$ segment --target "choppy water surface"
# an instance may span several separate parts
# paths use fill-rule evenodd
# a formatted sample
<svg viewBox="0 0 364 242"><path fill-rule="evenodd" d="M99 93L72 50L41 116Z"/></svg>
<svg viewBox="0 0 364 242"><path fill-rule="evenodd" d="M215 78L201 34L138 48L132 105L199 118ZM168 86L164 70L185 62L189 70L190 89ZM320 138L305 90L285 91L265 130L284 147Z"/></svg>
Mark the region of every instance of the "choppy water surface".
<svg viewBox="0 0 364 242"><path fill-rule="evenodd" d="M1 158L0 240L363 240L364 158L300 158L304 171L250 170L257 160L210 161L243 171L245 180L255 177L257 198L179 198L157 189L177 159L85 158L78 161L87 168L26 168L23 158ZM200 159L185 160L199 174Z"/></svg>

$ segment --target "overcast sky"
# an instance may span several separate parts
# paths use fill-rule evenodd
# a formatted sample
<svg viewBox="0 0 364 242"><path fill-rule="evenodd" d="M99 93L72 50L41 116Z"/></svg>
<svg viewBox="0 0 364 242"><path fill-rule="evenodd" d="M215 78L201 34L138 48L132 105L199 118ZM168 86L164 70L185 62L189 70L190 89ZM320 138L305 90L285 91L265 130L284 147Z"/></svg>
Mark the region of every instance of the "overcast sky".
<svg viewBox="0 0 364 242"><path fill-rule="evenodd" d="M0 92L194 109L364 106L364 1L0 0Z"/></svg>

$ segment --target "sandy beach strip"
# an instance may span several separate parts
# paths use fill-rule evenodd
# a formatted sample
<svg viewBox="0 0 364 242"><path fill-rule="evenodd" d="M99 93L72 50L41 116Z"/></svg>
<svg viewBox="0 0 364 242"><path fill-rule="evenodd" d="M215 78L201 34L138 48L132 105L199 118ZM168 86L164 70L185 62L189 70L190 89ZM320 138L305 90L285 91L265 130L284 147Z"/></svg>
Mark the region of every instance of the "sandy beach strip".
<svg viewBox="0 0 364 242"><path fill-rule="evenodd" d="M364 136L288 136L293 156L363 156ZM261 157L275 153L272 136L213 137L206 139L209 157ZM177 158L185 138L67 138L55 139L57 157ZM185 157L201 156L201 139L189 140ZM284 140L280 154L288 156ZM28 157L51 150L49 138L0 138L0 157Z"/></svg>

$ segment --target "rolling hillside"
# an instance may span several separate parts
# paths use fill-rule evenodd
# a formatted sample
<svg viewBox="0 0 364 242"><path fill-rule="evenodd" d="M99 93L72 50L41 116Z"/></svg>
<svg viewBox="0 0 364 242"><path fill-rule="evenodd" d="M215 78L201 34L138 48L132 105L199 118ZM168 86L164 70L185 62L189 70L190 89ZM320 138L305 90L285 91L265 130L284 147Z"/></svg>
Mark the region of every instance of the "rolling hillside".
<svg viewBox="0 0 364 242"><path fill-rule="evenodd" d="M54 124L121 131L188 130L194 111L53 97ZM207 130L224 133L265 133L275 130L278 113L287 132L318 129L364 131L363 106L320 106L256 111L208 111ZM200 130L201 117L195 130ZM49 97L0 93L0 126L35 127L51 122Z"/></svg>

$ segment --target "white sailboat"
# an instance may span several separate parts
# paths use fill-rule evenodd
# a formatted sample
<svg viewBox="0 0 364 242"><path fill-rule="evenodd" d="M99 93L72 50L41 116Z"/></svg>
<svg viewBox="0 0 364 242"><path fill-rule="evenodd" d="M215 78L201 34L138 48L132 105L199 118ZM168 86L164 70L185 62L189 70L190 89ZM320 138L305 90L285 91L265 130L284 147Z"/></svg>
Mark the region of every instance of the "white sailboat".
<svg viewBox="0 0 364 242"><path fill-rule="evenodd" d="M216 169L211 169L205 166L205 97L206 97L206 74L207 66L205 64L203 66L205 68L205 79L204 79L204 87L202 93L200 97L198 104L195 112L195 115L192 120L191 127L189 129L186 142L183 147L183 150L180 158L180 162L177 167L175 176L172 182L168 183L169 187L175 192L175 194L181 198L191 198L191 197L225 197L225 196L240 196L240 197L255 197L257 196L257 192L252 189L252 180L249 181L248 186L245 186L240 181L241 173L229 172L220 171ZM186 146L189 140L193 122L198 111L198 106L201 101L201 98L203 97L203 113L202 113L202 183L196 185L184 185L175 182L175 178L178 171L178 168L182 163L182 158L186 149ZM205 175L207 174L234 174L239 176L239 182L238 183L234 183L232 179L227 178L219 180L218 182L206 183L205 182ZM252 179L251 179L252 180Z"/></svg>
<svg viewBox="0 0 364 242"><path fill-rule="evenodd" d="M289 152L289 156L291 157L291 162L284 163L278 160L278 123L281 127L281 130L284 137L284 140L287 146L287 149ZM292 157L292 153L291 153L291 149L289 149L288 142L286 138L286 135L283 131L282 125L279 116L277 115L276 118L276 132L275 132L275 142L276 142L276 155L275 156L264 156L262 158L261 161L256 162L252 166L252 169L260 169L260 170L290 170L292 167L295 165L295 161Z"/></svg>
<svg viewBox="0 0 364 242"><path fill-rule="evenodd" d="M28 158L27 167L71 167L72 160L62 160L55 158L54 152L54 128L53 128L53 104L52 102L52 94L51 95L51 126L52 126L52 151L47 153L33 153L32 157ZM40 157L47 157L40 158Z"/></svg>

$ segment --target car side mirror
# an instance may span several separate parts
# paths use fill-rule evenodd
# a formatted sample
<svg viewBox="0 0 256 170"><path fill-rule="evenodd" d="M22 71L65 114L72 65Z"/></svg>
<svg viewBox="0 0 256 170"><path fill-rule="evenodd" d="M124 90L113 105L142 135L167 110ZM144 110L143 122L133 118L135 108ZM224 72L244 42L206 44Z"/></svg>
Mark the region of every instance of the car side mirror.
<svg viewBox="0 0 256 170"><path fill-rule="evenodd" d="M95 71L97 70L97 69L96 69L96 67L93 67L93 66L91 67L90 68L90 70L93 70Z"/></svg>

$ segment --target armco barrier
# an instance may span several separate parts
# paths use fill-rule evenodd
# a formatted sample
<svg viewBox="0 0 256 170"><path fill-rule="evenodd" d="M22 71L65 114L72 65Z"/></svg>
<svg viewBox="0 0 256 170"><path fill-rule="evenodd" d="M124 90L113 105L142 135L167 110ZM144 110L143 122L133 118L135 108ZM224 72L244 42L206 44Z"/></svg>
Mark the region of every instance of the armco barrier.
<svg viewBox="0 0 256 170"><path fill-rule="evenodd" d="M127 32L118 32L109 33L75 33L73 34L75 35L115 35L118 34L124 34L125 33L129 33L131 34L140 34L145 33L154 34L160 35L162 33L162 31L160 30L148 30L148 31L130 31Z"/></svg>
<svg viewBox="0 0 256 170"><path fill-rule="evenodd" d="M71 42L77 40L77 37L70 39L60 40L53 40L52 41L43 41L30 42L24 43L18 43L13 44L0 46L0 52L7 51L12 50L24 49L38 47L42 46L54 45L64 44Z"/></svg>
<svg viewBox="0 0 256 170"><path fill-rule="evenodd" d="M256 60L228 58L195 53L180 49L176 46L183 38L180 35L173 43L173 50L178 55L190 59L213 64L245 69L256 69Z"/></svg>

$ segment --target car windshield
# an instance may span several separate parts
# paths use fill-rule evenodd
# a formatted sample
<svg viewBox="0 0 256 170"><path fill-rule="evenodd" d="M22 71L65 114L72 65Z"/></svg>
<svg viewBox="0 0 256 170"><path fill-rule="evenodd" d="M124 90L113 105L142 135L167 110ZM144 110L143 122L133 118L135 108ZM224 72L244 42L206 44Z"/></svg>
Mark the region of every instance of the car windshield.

# What is expected
Edit the records from the start through the line containing "92L194 109L364 106L364", replacing "overcast sky" with "cloudy sky" and leaving everything else unchanged.

# Reply to the exercise
$ segment --target "choppy water surface"
# an instance may span several separate parts
# paths use fill-rule evenodd
# a formatted sample
<svg viewBox="0 0 364 242"><path fill-rule="evenodd" d="M99 93L72 50L41 116Z"/></svg>
<svg viewBox="0 0 364 242"><path fill-rule="evenodd" d="M215 78L201 34L138 48L132 105L199 118ZM168 86L164 70L185 62L189 70L190 89ZM320 138L305 90L285 91L265 130L284 147Z"/></svg>
Mark the region of every instance of the "choppy water surface".
<svg viewBox="0 0 364 242"><path fill-rule="evenodd" d="M1 158L0 240L363 240L364 158L300 158L304 171L250 170L257 160L210 161L243 171L245 180L255 177L257 198L179 198L157 189L177 159L85 158L78 161L87 168L26 168L23 158ZM200 159L185 160L199 174Z"/></svg>

$ segment --target "cloudy sky"
# an instance may span several separate parts
# paths use fill-rule evenodd
# a formatted sample
<svg viewBox="0 0 364 242"><path fill-rule="evenodd" d="M99 93L72 50L41 116Z"/></svg>
<svg viewBox="0 0 364 242"><path fill-rule="evenodd" d="M215 78L201 34L138 48L132 105L199 118ZM168 86L164 70L185 62L189 70L190 89ZM320 138L305 90L285 91L265 130L284 147Z"/></svg>
Mark the region of every instance of the "cloudy sky".
<svg viewBox="0 0 364 242"><path fill-rule="evenodd" d="M0 92L194 109L364 106L364 1L0 0Z"/></svg>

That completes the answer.